### Supplied passage:
▬▬▬▬▬▬▬▬▬▬

Tony Blair is not responsible for the more than 50 dead and 700 injured on Thursday. In all likelihood, "jihadists" are. But he is partly responsible for the 100,000 people who have been killed in Iraq. And even at this early stage there is a far clearer logic linking these two events than there ever was tying Saddam Hussein to either 9/11 or weapons of mass destruction.
It is no mystery why those who have backed the war in Iraq would refute this connection. With each and every setback, from the lack of UN endorsement right through to the continuing strength of the insurgency, they go ever deeper into denial. Their sophistry has now mutated into a form of political autism - their ability to engage with the world around them has been severely impaired by their adherence to a flawed and fatal project. To say that terrorists would have targeted us even if we hadn't gone into Iraq is a bit like a smoker justifying their habit by saying, "I could get run over crossing the street tomorrow." True, but the certain health risks of cigarettes are more akin to playing chicken on a four-lane highway. They have the effect of bringing that fatal, fateful day much closer than it might otherwise be.
Similarly, invading Iraq clearly made us a target. Did Downing Street really think it could declare a war on terror and that terror would not fight back? That, in itself, is not a reason to withdraw troops if having them there is the right thing to do. But since it isn't and never was, it provides a compelling reason to change course before more people are killed here or there. So the prime minister got it partly right on Saturday when he said: "I think this type of terrorism has very deep roots. As well as dealing with the consequences of this - trying to protect ourselves as much as any civil society can - you have to try to pull it up by its roots."

▬▬▬▬▬▬▬▬▬▬

### Dataset content:
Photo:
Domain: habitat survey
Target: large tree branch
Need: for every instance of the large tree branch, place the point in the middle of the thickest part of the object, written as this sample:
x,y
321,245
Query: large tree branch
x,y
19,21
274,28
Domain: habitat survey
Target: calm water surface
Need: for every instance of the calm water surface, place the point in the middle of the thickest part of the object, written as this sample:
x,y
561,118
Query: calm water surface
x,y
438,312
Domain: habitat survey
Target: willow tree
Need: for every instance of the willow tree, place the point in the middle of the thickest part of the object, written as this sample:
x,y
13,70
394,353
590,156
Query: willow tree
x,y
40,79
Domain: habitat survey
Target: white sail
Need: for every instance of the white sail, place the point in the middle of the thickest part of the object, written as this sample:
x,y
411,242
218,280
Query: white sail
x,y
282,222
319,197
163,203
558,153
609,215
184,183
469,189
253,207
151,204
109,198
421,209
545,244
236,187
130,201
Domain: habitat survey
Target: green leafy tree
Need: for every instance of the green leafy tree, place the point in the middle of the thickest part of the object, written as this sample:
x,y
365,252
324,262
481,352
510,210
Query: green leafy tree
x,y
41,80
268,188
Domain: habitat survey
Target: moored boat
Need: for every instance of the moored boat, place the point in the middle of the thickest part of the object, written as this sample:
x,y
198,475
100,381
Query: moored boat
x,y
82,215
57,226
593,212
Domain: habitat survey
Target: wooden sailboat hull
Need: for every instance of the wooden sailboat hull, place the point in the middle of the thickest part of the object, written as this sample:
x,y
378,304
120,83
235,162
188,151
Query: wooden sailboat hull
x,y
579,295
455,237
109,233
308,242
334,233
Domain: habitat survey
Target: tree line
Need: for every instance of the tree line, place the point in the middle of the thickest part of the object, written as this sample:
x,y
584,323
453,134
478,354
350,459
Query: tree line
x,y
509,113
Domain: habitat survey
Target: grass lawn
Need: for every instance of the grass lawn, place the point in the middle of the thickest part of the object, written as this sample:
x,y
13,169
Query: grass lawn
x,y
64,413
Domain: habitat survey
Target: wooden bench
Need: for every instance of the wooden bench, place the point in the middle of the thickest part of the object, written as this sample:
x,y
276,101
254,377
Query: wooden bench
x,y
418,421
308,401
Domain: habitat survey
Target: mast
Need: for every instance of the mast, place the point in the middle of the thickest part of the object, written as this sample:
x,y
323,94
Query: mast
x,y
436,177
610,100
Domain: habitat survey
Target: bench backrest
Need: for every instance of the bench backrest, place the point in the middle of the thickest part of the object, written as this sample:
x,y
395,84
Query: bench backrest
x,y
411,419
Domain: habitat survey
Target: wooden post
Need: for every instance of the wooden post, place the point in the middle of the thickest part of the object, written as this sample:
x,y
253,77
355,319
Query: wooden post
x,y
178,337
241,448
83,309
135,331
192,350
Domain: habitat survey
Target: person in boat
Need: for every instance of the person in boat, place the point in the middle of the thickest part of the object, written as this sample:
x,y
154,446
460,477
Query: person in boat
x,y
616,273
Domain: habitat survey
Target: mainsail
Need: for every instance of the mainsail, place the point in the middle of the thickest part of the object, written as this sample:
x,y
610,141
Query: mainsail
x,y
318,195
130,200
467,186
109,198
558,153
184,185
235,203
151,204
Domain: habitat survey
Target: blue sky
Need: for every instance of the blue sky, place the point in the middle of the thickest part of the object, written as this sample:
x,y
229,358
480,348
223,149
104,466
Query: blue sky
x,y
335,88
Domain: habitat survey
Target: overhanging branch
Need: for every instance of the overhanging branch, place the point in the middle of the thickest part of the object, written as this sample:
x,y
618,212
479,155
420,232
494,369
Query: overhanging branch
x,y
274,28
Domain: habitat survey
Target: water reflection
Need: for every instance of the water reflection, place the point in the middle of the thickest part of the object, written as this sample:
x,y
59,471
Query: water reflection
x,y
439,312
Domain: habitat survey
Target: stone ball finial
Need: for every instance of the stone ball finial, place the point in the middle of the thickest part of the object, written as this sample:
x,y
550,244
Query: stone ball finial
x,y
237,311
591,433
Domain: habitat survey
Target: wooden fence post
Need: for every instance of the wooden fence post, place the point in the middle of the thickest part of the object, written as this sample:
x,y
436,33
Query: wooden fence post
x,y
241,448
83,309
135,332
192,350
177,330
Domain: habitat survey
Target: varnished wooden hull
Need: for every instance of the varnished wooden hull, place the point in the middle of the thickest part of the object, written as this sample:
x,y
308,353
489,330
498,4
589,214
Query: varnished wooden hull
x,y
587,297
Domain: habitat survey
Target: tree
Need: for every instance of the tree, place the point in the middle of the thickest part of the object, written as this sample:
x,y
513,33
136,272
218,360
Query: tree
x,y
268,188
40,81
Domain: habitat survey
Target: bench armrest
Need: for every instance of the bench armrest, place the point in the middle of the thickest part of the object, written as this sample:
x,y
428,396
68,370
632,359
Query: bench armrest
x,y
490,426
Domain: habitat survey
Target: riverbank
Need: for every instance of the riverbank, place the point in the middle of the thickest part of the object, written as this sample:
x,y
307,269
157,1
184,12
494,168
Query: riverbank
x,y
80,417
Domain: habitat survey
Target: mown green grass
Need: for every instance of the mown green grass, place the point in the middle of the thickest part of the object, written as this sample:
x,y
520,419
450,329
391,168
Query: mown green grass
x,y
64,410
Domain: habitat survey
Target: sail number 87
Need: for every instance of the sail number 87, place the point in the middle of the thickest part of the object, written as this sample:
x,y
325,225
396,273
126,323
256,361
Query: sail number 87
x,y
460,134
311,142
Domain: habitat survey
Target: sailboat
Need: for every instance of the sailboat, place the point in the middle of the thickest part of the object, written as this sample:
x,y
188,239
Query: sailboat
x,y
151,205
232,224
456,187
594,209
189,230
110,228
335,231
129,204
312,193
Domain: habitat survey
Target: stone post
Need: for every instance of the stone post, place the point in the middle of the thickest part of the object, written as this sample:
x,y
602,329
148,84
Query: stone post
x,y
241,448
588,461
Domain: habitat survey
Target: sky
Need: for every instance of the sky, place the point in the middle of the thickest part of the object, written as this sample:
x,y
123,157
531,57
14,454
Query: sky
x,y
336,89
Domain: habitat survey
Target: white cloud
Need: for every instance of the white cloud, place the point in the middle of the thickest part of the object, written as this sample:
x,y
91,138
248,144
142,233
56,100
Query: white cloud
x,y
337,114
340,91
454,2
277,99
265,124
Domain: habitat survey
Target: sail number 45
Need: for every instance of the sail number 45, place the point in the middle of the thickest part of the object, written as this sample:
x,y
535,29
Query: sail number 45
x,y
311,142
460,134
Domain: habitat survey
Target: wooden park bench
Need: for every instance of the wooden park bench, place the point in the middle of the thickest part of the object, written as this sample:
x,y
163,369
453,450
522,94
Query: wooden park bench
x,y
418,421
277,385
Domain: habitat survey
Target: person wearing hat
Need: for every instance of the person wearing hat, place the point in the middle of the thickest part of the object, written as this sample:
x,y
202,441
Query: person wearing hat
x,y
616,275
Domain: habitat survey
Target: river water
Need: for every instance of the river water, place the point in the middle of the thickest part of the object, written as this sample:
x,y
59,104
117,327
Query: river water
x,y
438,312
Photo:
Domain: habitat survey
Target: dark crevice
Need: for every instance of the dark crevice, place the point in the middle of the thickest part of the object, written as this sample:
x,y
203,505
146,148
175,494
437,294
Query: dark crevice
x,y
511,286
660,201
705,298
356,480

▬▬▬▬▬▬▬▬▬▬

### What you are asked to do:
Carry on the opinion piece about Tony Blair and the Iraq war, starting right after its last sentence.

### Reply to the exercise:
What he would not acknowledge is that his alliance with President George Bush has been sowing the seeds and fertilizing the soil in the Gulf, for yet more to grow. The invasion and occupation of Iraq - illegal, immoral and inept - provided the Arab world with one more legitimate grievance. Bush laid down the gauntlet: you're either with us or with the terrorists. A small minority of young Muslims looked at the values displayed in Abu Ghraib, Guant√°namo Bay and Camp Bread Basket - and made their choice. The war helped transform Iraq from a vicious, secular dictatorship with no links to international terrorism into a magnet and training ground for those determined to commit terrorist atrocities. Meanwhile, it diverted our attention and resources from the very people we should have been fighting - al-Qaida.
Leftwing axe-grinding? As early as February 2003 the joint intelligence committee reported that al-Qaida and associated groups continued to represent "by far the greatest terrorist threat to western interests and that that threat would be heightened by military action against Iraq". At the World Economic Forum last year, Gareth Evans, the former Australian foreign minister and head of the International Crisis Group think tank, said: "The net result of the war on terror is more war and more terror. Look at Iraq: the least plausible reason for going to war - terrorism - has been its most harrowing consequence."
None of that justifies what the bombers did. But it does help explain how we got where we are and what we need to do to move to a safer place. If Blair didn't know the invasion would make us more vulnerable, he is negligent; if he did, then he should take responsibility for his part in this. That does not mean we deserved what was coming. It means we deserve a lot better.